§ Material supplied
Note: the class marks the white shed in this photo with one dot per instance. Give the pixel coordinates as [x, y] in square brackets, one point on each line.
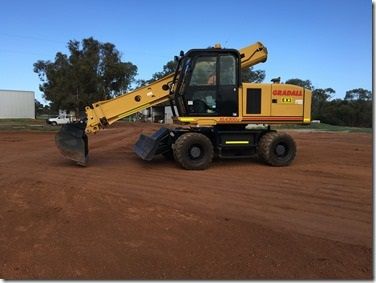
[17, 104]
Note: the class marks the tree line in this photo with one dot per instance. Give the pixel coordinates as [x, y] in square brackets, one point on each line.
[94, 71]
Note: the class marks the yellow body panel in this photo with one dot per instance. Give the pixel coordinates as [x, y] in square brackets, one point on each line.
[280, 103]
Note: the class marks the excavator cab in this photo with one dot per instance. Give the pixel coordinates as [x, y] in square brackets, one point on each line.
[208, 83]
[208, 94]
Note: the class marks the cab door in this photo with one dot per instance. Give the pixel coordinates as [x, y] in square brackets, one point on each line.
[227, 87]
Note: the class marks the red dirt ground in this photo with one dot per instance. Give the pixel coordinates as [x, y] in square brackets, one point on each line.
[124, 218]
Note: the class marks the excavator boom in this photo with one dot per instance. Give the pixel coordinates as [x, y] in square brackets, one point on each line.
[72, 140]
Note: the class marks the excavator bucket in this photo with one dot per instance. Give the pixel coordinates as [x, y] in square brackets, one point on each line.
[148, 146]
[73, 142]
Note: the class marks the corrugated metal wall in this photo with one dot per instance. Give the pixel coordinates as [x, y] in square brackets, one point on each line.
[17, 104]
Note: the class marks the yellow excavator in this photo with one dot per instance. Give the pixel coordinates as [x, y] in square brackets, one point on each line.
[218, 115]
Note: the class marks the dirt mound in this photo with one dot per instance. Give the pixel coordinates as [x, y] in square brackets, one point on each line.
[124, 218]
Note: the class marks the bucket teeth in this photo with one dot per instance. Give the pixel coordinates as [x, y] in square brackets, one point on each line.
[72, 142]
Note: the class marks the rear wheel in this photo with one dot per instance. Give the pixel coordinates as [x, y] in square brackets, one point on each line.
[193, 151]
[277, 149]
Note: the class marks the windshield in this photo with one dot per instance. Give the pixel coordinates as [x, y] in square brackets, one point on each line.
[186, 67]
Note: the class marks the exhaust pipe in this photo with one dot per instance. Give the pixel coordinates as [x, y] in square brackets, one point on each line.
[72, 142]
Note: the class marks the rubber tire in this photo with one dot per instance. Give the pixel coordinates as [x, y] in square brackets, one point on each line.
[168, 155]
[182, 147]
[267, 149]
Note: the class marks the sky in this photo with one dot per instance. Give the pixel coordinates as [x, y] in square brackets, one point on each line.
[328, 42]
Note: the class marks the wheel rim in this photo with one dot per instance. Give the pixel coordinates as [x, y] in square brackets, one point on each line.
[281, 150]
[195, 152]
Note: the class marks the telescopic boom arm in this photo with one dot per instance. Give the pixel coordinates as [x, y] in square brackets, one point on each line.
[104, 113]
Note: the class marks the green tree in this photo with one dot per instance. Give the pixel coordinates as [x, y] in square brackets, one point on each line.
[320, 97]
[92, 71]
[303, 83]
[358, 94]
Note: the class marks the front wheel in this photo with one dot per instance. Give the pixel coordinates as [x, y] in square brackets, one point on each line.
[277, 149]
[193, 151]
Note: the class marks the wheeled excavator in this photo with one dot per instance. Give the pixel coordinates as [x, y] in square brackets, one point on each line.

§ What is being asked
Everything in the data above gets copied exactly. Only the pictures are skipped.

§ Exercise result
Note: the class marks the white shed in this photo with one dot per instance. Give the pixel coordinates as [x, y] in square brackets, one point on each line.
[17, 104]
Note: the class marks the tree line in this photo with one dot per instance. Give the pixel coordinates as [x, y] in square brackets, one point on each line.
[94, 71]
Note: the class marks the yellow body panel in this photo with one dot per instance. Give the pixel coordinates as [x, y] in square brackets, one point on each line.
[280, 103]
Note: the class marks the excavator cab in this photo with one dot per instance. Give the pixel coordinates as [x, y] in square brackets, one point on each line.
[208, 83]
[208, 94]
Note: the class marks the cab door in this photo with one dot per instance. Give the pixel coordinates as [x, y] in square brackets, one point on each line.
[227, 87]
Note: the class marks the red dirt ground in this photo with one dot per instance. Give the pixel coordinates as [x, y] in square brackets, one point on each line.
[124, 218]
Note: the class marks the excavator boom in this photo with one dot per instance. Give the pixel coordinates as [x, y] in square brackets, one point on each line.
[72, 140]
Note: the class marks the excavator bucket in this photo with one dot per instance. Give the pixel coordinates as [x, y] in square brackets, one point on each line.
[148, 146]
[73, 142]
Note: the class marks the corrugated metal wall in this photo with one dot per instance. Give the pixel coordinates as [x, y] in square brackets, one point on each line.
[17, 104]
Note: the class marks the yellow excavator in this photo with one dot per instance. Give the pixel coordinates as [x, y] in square brackets, one point on each line.
[218, 115]
Note: the class marks the dirt mound in this photo with one dot per instance. Give the pixel coordinates as [x, y] in square brackets, one point on each line.
[124, 218]
Note: the class marks the bucket teeth in this photo with one dot per instance. Give the pixel coordinates as [x, y] in square brackets, one point on each line.
[72, 142]
Note: the class marks the rear wheel in this photo with one dot per instance. Give the pixel coordinates as [x, y] in square brackets, one point on each line.
[193, 151]
[277, 149]
Note: the class marks the windshield in this photo with one dot per instance. Give the pixel coordinates as [x, y] in square brackets, one point on each line.
[186, 67]
Note: the class marks the exhaust pipe in this photo with one dot per instance. Give the pixel coordinates as [x, y] in square brackets, one point on each line.
[72, 142]
Note: the class marks the rubber tire in this photo with one dot per instance. Give the pixel coordinates as [x, y] in square brackets, one point on each line.
[168, 155]
[182, 147]
[267, 149]
Note: the class marks the sky in this photo with one dot per instance. Give the pixel coordinates as [x, y] in square brackets, one point on each line.
[328, 42]
Note: the class marks the wheel rim in this photo with one dot per instance. Give the pixel coordinates as [x, y] in square brackets, one point on each line.
[281, 150]
[195, 152]
Note: the class marks the telescopic boom arm in this photo with one dot per instance. Give the pixel coordinates as [x, y] in square brackets, one point on each line.
[104, 113]
Note: the class marks the green tree in this photo with one dot per instance. Give the pixel coordinates as [x, y] in square brackets, one point on each line.
[320, 97]
[92, 71]
[303, 83]
[358, 94]
Note: the class marks the front wheel in this photo with one dot per instance. Give the pixel coordinates as [x, y] in square brackets, one point on each line.
[277, 149]
[193, 151]
Note: the class marks the wheeled excavator in this photo with one dot per instance. Give the pixel coordinates as [x, y] in square brackets, one point on each line.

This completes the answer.